Aim of the exercise. Give again the line that contains "the man's hand, a", plus every line after it to the end of the records, unchanged.

Records drawn from a dataset
◆ ◆ ◆ ◆ ◆

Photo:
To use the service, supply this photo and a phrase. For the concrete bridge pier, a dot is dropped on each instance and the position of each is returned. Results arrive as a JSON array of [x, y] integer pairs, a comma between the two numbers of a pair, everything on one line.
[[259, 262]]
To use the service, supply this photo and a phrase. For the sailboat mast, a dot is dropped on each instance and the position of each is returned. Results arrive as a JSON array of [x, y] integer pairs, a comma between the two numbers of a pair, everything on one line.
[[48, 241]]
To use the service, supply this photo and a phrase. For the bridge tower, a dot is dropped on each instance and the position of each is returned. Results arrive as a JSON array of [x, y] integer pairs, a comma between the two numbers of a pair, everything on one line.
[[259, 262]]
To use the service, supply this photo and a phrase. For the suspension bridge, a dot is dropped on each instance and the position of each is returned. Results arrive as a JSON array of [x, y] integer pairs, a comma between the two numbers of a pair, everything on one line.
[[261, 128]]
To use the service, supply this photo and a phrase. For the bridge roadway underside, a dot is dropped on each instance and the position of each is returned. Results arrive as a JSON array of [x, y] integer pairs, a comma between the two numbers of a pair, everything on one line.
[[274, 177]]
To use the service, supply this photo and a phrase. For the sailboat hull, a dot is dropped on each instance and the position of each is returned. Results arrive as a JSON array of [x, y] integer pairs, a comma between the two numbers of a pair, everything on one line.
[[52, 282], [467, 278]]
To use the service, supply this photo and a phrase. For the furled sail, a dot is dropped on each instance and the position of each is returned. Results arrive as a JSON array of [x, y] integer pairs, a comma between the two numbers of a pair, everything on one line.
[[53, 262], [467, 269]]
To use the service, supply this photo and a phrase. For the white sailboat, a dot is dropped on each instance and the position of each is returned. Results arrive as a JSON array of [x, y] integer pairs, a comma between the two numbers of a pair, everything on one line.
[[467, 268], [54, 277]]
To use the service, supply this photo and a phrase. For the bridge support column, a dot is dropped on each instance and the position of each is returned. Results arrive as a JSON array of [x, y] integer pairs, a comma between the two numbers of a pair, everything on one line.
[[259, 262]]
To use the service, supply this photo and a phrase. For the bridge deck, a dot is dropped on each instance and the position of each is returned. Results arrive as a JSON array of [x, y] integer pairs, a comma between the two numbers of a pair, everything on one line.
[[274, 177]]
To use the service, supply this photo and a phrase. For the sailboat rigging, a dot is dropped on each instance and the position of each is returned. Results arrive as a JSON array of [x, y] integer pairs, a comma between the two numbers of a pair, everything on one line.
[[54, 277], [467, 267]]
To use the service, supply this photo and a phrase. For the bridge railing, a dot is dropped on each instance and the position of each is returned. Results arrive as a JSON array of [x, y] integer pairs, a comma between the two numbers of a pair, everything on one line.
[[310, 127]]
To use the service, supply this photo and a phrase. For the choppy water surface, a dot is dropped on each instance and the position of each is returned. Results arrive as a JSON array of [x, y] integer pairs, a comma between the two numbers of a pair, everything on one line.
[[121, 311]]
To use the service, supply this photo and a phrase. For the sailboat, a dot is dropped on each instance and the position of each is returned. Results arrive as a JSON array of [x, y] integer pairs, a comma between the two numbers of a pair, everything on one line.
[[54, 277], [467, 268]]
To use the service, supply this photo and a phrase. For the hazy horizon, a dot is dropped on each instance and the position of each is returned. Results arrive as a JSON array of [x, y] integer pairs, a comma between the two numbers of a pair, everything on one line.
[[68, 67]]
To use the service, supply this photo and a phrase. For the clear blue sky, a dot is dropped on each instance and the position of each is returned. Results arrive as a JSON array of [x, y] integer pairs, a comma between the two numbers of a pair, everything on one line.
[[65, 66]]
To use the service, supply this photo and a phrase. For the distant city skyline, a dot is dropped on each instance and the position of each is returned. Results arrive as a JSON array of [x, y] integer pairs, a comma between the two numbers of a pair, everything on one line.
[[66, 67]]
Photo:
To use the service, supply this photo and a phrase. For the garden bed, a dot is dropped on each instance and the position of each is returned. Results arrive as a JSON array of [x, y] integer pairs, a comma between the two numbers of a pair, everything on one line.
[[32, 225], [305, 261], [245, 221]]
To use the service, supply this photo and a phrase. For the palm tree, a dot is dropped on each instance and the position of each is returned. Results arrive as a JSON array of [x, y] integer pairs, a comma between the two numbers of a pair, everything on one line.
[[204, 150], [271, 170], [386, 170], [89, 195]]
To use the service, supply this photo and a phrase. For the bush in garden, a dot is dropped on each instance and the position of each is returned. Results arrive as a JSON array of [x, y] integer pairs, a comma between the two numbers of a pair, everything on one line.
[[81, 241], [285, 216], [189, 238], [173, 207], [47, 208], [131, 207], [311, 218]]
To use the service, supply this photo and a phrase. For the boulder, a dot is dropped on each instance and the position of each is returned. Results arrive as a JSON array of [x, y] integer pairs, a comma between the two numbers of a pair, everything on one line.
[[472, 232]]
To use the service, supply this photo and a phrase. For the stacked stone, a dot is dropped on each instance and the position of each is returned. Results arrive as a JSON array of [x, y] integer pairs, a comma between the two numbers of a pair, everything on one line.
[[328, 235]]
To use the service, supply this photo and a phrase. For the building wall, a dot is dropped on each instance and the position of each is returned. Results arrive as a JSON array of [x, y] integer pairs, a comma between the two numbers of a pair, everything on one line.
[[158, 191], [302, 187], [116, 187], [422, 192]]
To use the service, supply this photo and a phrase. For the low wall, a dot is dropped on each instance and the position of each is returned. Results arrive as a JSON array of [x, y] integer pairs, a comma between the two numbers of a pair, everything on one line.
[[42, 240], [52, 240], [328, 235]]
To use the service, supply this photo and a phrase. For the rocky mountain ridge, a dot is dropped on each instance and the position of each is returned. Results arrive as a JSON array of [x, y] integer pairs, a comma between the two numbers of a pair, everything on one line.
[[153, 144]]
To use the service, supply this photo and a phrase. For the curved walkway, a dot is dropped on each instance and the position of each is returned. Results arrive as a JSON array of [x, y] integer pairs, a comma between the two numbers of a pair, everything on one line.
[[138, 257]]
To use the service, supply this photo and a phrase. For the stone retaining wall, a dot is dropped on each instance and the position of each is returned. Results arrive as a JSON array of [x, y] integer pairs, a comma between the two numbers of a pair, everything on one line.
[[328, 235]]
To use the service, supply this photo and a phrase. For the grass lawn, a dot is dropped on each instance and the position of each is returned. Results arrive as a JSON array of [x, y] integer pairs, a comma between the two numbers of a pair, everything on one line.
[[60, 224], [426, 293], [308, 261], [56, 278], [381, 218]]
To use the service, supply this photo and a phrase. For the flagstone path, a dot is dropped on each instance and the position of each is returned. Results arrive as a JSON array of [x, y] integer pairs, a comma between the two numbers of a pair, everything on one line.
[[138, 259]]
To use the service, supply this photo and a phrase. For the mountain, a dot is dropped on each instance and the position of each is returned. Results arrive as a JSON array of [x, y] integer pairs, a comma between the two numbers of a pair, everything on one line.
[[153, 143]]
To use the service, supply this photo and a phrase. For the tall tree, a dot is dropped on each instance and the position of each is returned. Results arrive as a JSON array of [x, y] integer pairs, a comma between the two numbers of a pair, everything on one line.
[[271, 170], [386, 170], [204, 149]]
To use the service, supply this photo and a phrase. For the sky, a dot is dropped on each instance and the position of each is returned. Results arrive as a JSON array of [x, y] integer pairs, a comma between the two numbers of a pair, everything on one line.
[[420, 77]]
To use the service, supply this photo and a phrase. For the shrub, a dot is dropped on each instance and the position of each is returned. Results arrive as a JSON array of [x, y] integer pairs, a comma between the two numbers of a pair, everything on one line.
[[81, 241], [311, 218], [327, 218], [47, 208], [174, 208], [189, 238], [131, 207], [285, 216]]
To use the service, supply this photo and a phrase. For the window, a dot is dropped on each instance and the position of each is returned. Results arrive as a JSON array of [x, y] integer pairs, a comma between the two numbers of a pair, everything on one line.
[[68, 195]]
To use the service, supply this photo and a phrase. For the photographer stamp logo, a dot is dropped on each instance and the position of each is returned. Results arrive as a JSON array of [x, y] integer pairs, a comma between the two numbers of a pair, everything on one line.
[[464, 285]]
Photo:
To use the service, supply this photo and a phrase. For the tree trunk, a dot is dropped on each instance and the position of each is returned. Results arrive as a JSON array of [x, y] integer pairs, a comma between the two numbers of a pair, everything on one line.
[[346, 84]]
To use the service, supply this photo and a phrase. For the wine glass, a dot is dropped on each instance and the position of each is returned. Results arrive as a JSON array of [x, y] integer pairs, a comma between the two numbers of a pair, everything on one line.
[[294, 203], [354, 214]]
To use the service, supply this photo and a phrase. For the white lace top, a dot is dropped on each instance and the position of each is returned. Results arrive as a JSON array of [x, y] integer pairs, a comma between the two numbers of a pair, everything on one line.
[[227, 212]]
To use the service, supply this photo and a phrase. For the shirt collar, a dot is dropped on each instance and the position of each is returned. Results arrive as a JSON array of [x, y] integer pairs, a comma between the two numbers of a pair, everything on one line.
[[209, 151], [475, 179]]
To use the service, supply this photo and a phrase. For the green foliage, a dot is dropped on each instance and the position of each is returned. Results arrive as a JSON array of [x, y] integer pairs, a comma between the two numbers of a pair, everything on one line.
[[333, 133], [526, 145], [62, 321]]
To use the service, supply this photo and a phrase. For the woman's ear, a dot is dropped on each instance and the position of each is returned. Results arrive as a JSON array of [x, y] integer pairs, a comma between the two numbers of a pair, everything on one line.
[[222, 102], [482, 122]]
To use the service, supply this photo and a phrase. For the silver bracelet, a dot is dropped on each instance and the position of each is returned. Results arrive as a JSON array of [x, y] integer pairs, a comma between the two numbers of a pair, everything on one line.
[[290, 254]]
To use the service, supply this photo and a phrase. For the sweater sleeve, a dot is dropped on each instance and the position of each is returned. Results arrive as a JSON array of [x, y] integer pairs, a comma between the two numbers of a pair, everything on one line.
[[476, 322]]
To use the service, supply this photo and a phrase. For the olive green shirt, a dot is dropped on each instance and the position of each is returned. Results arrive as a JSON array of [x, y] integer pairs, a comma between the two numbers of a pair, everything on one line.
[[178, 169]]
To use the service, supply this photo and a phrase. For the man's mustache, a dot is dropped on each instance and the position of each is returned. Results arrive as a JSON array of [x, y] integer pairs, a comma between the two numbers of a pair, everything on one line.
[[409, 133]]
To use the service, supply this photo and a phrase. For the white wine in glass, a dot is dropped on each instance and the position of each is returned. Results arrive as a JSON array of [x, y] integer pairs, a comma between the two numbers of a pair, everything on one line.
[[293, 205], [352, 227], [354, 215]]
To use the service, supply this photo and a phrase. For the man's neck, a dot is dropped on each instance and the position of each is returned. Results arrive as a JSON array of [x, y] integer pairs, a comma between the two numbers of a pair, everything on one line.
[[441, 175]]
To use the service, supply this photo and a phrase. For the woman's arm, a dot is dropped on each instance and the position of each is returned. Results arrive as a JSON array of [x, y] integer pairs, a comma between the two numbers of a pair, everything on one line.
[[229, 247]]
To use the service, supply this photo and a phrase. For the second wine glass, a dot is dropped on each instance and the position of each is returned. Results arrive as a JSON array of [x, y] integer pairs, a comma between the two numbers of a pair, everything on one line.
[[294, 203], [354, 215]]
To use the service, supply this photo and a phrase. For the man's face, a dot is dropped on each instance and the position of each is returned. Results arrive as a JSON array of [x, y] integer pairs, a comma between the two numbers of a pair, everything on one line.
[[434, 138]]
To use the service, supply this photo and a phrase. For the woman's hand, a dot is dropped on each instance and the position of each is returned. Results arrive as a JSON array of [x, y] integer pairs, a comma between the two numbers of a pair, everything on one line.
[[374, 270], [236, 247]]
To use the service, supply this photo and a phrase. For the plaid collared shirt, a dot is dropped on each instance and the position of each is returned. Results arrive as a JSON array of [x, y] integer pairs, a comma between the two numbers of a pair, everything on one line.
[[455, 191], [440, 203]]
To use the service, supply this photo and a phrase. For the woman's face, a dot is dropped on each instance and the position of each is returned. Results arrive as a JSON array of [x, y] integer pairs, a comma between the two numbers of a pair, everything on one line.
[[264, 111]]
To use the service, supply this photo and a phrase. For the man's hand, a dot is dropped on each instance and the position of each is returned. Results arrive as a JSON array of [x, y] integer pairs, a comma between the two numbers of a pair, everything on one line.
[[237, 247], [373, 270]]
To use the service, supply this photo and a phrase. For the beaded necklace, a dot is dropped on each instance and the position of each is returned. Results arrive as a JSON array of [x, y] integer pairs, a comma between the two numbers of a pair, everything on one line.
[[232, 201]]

◆ ◆ ◆ ◆ ◆

Completed task.
To use the service, supply this photo and a phrase. For the man's hand, a dot is dropped on each instance and the position of each is returned. Results arrive as a JSON array of [x, y] integer pairs, a comma between the two numbers of a pair, everything on one line.
[[237, 247], [373, 270]]
To use the service, supply this photo and a phrase. For the beaded necklace, a dot is dropped on each instance and the position of each is returned. Results arrive as a JSON array of [x, y] integer pairs, a comma between the two numbers of a pair, everything on one line.
[[232, 201]]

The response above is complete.